**AIM OF THE EXERCISE**:
Reproduce each of the entries below word for word, without changing anything.

- - - - -

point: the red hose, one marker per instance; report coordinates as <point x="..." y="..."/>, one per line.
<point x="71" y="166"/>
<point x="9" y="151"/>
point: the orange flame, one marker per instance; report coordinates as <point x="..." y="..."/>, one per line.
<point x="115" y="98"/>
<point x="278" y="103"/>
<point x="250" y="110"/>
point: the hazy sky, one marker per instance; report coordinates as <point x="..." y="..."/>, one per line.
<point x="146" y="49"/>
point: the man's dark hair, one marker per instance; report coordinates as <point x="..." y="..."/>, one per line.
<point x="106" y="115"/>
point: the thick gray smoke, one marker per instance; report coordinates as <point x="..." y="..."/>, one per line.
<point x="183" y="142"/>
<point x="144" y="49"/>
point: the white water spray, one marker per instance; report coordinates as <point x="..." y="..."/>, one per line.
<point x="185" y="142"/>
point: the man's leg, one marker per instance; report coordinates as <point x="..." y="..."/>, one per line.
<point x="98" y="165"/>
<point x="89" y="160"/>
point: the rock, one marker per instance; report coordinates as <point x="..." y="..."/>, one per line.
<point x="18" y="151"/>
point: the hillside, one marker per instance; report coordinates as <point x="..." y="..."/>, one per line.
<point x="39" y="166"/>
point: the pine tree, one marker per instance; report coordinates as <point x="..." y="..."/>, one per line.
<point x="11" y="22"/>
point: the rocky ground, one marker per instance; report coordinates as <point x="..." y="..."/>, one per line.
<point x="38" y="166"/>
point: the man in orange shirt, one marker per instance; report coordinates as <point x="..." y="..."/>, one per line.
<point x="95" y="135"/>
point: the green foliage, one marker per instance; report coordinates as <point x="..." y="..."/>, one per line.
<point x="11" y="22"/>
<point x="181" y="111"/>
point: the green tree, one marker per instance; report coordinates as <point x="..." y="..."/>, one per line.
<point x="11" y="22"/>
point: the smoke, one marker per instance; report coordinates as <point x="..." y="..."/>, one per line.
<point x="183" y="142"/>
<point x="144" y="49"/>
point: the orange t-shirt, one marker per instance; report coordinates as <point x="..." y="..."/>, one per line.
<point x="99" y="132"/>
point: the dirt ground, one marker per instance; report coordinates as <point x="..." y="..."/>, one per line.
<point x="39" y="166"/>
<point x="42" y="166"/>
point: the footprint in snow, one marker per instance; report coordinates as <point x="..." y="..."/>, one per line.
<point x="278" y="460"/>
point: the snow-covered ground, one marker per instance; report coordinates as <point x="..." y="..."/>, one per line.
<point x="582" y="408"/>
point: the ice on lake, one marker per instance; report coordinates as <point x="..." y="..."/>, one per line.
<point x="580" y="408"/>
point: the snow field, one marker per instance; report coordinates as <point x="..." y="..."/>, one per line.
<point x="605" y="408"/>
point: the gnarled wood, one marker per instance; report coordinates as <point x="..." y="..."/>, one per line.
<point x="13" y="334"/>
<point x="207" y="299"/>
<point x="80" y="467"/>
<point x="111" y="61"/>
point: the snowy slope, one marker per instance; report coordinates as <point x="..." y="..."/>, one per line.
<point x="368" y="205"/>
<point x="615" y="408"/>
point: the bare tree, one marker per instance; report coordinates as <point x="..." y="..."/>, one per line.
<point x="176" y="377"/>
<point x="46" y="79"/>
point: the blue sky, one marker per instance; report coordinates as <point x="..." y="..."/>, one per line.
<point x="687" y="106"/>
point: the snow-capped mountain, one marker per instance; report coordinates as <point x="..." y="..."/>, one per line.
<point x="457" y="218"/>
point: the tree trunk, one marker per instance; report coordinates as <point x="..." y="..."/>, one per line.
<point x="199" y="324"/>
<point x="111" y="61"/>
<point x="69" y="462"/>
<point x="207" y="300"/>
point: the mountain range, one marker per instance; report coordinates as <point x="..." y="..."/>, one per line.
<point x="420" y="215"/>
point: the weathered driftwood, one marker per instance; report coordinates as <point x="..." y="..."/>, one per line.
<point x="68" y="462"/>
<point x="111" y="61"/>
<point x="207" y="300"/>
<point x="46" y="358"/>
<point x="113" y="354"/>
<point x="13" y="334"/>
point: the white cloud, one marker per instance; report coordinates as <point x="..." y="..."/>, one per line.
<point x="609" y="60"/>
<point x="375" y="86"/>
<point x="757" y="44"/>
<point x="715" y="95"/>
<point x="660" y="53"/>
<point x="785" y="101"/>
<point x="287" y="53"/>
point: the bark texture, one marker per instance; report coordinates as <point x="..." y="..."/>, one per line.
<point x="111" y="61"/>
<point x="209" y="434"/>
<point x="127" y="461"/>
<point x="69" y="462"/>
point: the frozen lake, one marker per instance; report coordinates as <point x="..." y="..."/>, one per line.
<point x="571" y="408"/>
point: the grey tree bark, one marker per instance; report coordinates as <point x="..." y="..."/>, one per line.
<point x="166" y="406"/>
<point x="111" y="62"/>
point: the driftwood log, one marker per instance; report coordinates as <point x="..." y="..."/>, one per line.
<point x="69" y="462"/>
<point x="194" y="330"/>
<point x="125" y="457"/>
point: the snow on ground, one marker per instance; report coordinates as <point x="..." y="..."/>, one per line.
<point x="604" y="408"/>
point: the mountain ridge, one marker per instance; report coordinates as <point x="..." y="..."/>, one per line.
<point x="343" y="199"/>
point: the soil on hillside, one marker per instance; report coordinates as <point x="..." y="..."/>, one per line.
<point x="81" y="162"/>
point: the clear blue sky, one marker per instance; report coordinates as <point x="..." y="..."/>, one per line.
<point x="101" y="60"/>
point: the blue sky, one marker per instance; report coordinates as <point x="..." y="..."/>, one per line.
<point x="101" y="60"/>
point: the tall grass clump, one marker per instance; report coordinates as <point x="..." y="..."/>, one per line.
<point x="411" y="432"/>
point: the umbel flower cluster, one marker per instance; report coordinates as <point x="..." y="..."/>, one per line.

- - - - -

**ANSWER BELOW**:
point: the red hose, one marker per instance; report coordinates as <point x="..." y="..."/>, one per line.
<point x="71" y="166"/>
<point x="9" y="151"/>
point: the orange flame, one marker per instance; report coordinates as <point x="..." y="..."/>, one per line.
<point x="115" y="98"/>
<point x="278" y="103"/>
<point x="250" y="110"/>
point: the hazy sky, one marker per instance; report coordinates as <point x="..." y="..."/>, one per line.
<point x="146" y="49"/>
point: the man's dark hair, one marker per instance; report coordinates as <point x="..." y="..."/>, one per line.
<point x="106" y="115"/>
point: the thick gray smoke, one marker per instance; report coordinates as <point x="..." y="..."/>, one per line.
<point x="183" y="142"/>
<point x="144" y="49"/>
point: the white water spray, one marker per instance; report coordinates as <point x="..." y="..."/>, one per line.
<point x="185" y="142"/>
point: the man's leg, one marker per instance; report coordinates as <point x="..." y="..."/>, one per line.
<point x="98" y="165"/>
<point x="89" y="160"/>
point: the rock, one marker per instance; report coordinates as <point x="..." y="..."/>, one per line.
<point x="18" y="151"/>
point: the hillside, one marker per instance; report coordinates as <point x="..." y="..."/>, one per line.
<point x="39" y="166"/>
point: the pine tree, one marker per instance; report coordinates as <point x="..." y="..."/>, one per line.
<point x="11" y="22"/>
point: the rocky ground, one marker per instance; report coordinates as <point x="..." y="..."/>, one per line.
<point x="38" y="166"/>
point: the man in orange shirt, one marker per instance; report coordinates as <point x="..." y="..."/>, one per line.
<point x="95" y="135"/>
point: the green foliage, one marker per instance; report coordinates as <point x="..." y="..."/>, one per line.
<point x="11" y="22"/>
<point x="181" y="111"/>
point: the green tree, one marker per instance; report coordinates as <point x="..." y="..."/>, one per line.
<point x="11" y="22"/>
point: the smoke, one marker per instance; report coordinates as <point x="..." y="..."/>, one per line.
<point x="183" y="142"/>
<point x="144" y="49"/>
point: the orange t-shirt, one marker per instance; report coordinates as <point x="..." y="..."/>, one per line.
<point x="99" y="132"/>
point: the dirt ground, one marker per instance; report coordinates as <point x="..." y="..."/>, one per line.
<point x="39" y="166"/>
<point x="42" y="166"/>
point: the footprint in snow, one marker per instance; report coordinates as <point x="..." y="..."/>, one per line.
<point x="278" y="460"/>
point: the snow-covered ground, one marker per instance; report coordinates as <point x="..." y="..."/>, one per line.
<point x="582" y="408"/>
point: the ice on lake, one marker per instance; report coordinates as <point x="..." y="..."/>, one per line.
<point x="580" y="408"/>
point: the snow field, one marker per instance; report coordinates as <point x="..." y="..."/>, one per line.
<point x="605" y="408"/>
point: the gnarled wood, one marker per instance; report coordinates as <point x="..." y="..."/>, one per line.
<point x="13" y="334"/>
<point x="207" y="299"/>
<point x="80" y="467"/>
<point x="111" y="61"/>
point: the snowy slope, one marker per instance; report coordinates as <point x="..." y="..."/>, one per line.
<point x="368" y="205"/>
<point x="615" y="408"/>
point: the bare tree, one marker per instance; report coordinates as <point x="..." y="..."/>, one per line.
<point x="176" y="377"/>
<point x="46" y="79"/>
point: the blue sky, one marker per instance; report coordinates as <point x="..." y="..."/>, one per line.
<point x="687" y="106"/>
point: the snow-capped mountain, one marker per instance; report coordinates as <point x="..." y="..."/>, one per line.
<point x="457" y="218"/>
point: the tree trunk, one marker per instance; report coordinates as <point x="..." y="..."/>, one per line.
<point x="199" y="324"/>
<point x="111" y="61"/>
<point x="69" y="462"/>
<point x="207" y="300"/>
point: the mountain range, one marker per instance; report coordinates as <point x="..." y="..."/>, one per line.
<point x="420" y="215"/>
point: the weathered driftwood, one marker per instance; report coordinates as <point x="..." y="..."/>, one per line.
<point x="68" y="462"/>
<point x="111" y="61"/>
<point x="207" y="300"/>
<point x="46" y="358"/>
<point x="113" y="354"/>
<point x="13" y="334"/>
point: the white cloud, one marker per instance; report coordinates as <point x="..." y="..."/>, one per line.
<point x="609" y="60"/>
<point x="375" y="86"/>
<point x="757" y="44"/>
<point x="715" y="95"/>
<point x="660" y="53"/>
<point x="785" y="101"/>
<point x="287" y="53"/>
point: the bark texture, one marker per instance; report coordinates as <point x="..." y="..."/>, one per line.
<point x="111" y="61"/>
<point x="209" y="434"/>
<point x="127" y="461"/>
<point x="69" y="462"/>
point: the frozen lake, one marker per instance; report coordinates as <point x="..." y="..."/>, one per line.
<point x="571" y="408"/>
point: the grey tree bark, one marker per instance; report coordinates as <point x="..." y="..."/>, one per line.
<point x="166" y="406"/>
<point x="111" y="62"/>
point: the driftwood log, one marker per instance; report coordinates as <point x="..." y="..."/>, one per line.
<point x="69" y="462"/>
<point x="194" y="330"/>
<point x="125" y="457"/>
point: the snow on ground, one marker per instance; report coordinates as <point x="..." y="..."/>, one per line.
<point x="604" y="408"/>
point: the mountain ridge, one marker per instance; report coordinates as <point x="..." y="..."/>, one per line.
<point x="343" y="199"/>
point: the soil on hillside, one marker per instance; report coordinates as <point x="..." y="..."/>, one per line.
<point x="81" y="162"/>
point: the clear blue sky, one marker per instance; report coordinates as <point x="..." y="..."/>, one per line.
<point x="101" y="60"/>
point: the blue sky, one marker per instance; report coordinates as <point x="..." y="..."/>, one per line.
<point x="101" y="60"/>
point: the tall grass clump, one marker per instance; report coordinates as <point x="..." y="..."/>, one per line.
<point x="411" y="432"/>
point: the umbel flower cluster, one marker per instance; report coordinates as <point x="..." y="..."/>, one per line.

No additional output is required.